Available data
##########

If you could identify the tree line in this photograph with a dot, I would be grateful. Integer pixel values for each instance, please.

##########

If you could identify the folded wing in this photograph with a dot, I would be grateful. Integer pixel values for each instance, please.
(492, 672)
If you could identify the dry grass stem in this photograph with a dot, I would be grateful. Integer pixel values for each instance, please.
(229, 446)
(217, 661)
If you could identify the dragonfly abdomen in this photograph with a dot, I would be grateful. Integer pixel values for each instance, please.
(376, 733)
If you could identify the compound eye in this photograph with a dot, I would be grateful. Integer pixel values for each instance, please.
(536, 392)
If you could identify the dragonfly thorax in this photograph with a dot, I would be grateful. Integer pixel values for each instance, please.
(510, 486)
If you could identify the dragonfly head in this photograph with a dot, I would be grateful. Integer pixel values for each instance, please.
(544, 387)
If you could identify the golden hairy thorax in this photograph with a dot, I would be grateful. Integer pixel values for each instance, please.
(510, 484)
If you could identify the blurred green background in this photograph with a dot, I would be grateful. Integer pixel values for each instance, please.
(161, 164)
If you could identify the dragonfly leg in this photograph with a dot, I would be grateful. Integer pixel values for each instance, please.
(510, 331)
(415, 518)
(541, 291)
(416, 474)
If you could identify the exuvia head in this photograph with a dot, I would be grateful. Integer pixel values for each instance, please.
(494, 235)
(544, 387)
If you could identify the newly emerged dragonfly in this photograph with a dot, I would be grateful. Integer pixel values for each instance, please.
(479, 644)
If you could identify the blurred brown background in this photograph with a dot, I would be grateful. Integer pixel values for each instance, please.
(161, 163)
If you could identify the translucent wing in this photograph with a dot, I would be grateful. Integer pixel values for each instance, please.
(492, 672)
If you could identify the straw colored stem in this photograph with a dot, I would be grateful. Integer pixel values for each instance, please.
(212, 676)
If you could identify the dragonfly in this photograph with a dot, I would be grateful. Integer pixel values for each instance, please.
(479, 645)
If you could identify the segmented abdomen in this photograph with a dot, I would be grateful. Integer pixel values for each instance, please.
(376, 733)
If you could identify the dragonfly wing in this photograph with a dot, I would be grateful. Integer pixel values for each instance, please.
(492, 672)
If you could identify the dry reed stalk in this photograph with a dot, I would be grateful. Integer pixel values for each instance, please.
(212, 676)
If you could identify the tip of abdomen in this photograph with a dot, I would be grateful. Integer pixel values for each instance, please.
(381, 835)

##########

Problem description
Count the lines of the records above that contain the word "head" and reply with only that number.

Solution for this task
2